* What is asked:
a: Please say whether each statement below agrees with the extract about the extraordinary Session. Answer yes or no for each, and quote the words from the extract that decide it. (i) The citation comes from the Second Book of Discipline, Chapter 7, Section 10. (ii) The prayer was for a return to a more settled and ordinary method of governing the church. (iii) The comparative "more" was used to show that the Session was not presently governing the church.
b: Extend the extract about the extraordinary Session, starting right after its last sentence.

* Extract provided:
+ + + + + + +
Note, this citation is taken from the Second Book of Discipline, Chapter 7, Section 10, and was cited to demonstrate that even our Scottish forefathers allowed for Sessions that were more extraordinary. The only reason that this citation was placed here was because we viewed ourselves as an extraordinary Session in a similar manner as the Sessions mentioned in the Second Book of Discipline. Even if one believes there is no correspondence between the Sessions mentioned in the Second Book of Discipline and our own extraordinary Session, in all fairness, why would we have cited that example if we were not communicating to all of the Societies and members that we were a Session in some extraordinary sense?

7. "Likewise we must now do that which is expedient for the edification of the body, until such time as the Lord grants that we can return to a more settled and ordinary method of governing the church."

Note, that our prayer was that we might return to a "more settled and ordinary method of governing the church". We used the comparative "more" to indicate that we were presently "governing the church", but we prayed for a "more" settled and ordinary method of governing the church.

8. In light of the above statements from the Letter, it is only fair to interpret such statements in the Letter as not having "an organized Session" or being without "a regularly organized Session" as meaning we do not presently have an "ordinary" Session in one location. A fair reading of the Letter would not have us contradicting ourselves continually throughout the Letter as to whether we were an extraordinary Session or not.
+ + + + + + +
Position identification records
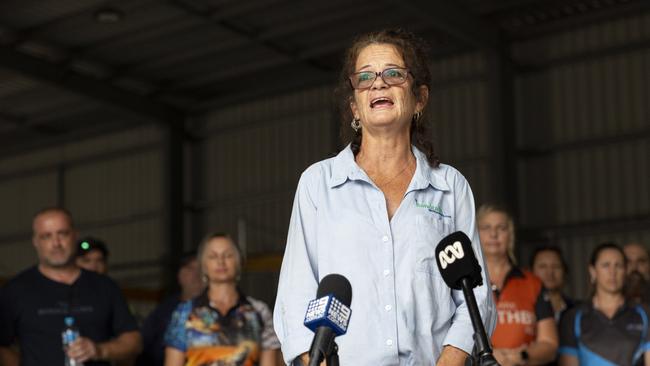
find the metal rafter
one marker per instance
(61, 76)
(252, 36)
(451, 18)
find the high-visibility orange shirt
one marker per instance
(521, 303)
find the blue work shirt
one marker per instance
(403, 313)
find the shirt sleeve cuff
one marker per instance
(461, 335)
(299, 344)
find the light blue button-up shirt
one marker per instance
(402, 311)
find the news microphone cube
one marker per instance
(328, 311)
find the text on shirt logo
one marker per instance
(431, 208)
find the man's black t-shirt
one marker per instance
(32, 308)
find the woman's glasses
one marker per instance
(391, 76)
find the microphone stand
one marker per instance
(327, 351)
(485, 357)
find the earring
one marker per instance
(356, 124)
(416, 116)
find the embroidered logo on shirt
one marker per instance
(431, 208)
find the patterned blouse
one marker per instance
(209, 338)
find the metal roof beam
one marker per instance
(60, 76)
(451, 18)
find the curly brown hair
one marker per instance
(414, 51)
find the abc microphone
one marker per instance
(328, 316)
(460, 270)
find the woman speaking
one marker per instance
(374, 214)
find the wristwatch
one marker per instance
(524, 355)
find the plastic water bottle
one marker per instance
(69, 334)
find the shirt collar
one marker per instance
(345, 168)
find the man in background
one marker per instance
(637, 284)
(34, 303)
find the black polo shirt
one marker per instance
(587, 334)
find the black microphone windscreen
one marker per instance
(336, 285)
(456, 260)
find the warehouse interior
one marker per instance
(155, 122)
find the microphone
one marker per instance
(460, 270)
(328, 316)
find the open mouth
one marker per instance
(381, 102)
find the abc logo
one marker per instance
(450, 254)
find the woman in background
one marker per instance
(526, 333)
(606, 330)
(548, 264)
(222, 325)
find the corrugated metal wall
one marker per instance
(584, 121)
(111, 185)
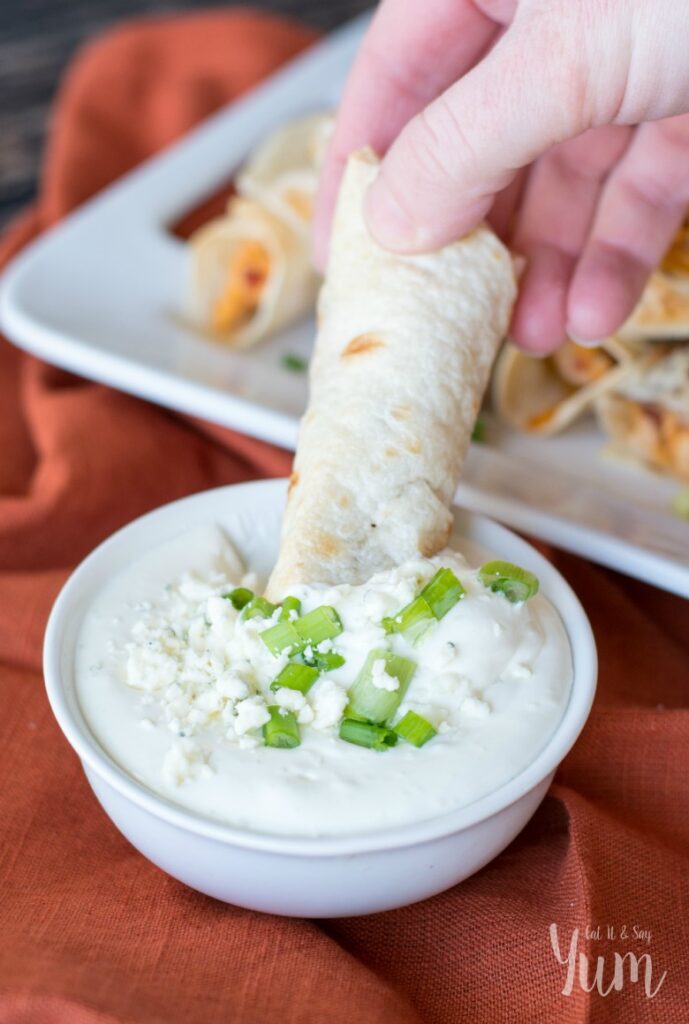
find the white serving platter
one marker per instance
(101, 295)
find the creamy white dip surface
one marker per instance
(174, 684)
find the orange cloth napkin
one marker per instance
(89, 931)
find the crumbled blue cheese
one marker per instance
(381, 679)
(163, 648)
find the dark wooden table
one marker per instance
(39, 37)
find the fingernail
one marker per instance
(389, 224)
(586, 342)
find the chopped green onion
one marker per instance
(283, 639)
(320, 624)
(681, 504)
(240, 597)
(292, 637)
(437, 597)
(258, 607)
(376, 737)
(373, 702)
(504, 578)
(478, 433)
(283, 728)
(415, 729)
(442, 592)
(296, 677)
(290, 604)
(413, 622)
(326, 660)
(295, 363)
+ + + + + + +
* The answers:
a:
(i) Yes: "this citation is taken from the Second Book of Discipline, Chapter 7, Section 10"
(ii) Yes: "our prayer was that we might return to a "more settled and ordinary method of governing the church""
(iii) No: "We used the comparative "more" to indicate that we were presently "governing the church""

b:
9. We have also noted the objection from some that they did not give their positive consent to be united in membership to any entity after the dissolution of the Presbytery. We explained in our Letter of June 14, 2003 that the membership of those under the inspection of the Presbytery of the RPNA did not cease with the dissolution of the Presbytery but continued. Though the outward form of government had changed in returning to a previous form of government (namely, a Session, albeit an extraordinary Session), the membership agreement of all members remained the same under the same Terms of Communion. We wonder why we have not heard the same argument presented to us in regard to the formation of the RPNA on August 5, 2000? Those who were previously members of the PRCE were recognized as members of the RPNA according to their continued tacit consent by virtue of their original membership agreement to the same Terms of Communion. There was explicit written discussion in the Letter of June 14, 2003 about the continued membership of those who had been members in the RPNA, but no explicit written discussion in the Deed of Constitution of the RPNA about the continued membership of those who had been members in the PRCE. We were consistently following the same principles of membership and membership agreements that had been made in both cases. Those who would argue they were members of the RPNA, but not of the RPNA (GM) are those who are inconsistent in their principles and practice. They accepted membership in the RPNA by their continued tacit consent, but now declare they were not members of the RPNA (GM) because they did not give their positive consent. How can these brethren say that they did not tacitly consent to the government of the RPNA (GM) when they represented themselves to us and others "as members", received our ministry, and actively participated in the ordinances of Christ, especially at the reception of the Lord’s Supper? Their actions clearly indicate their tacit consent, but somehow they would have us to understand that this tacit consent with active participation as members in the ordinances of Christ is not actually an indication of their positive consent to our government and oversight. This position, in our judgment, is not consistent, reasonable, or equitable dealing with us, or the other members of our Church.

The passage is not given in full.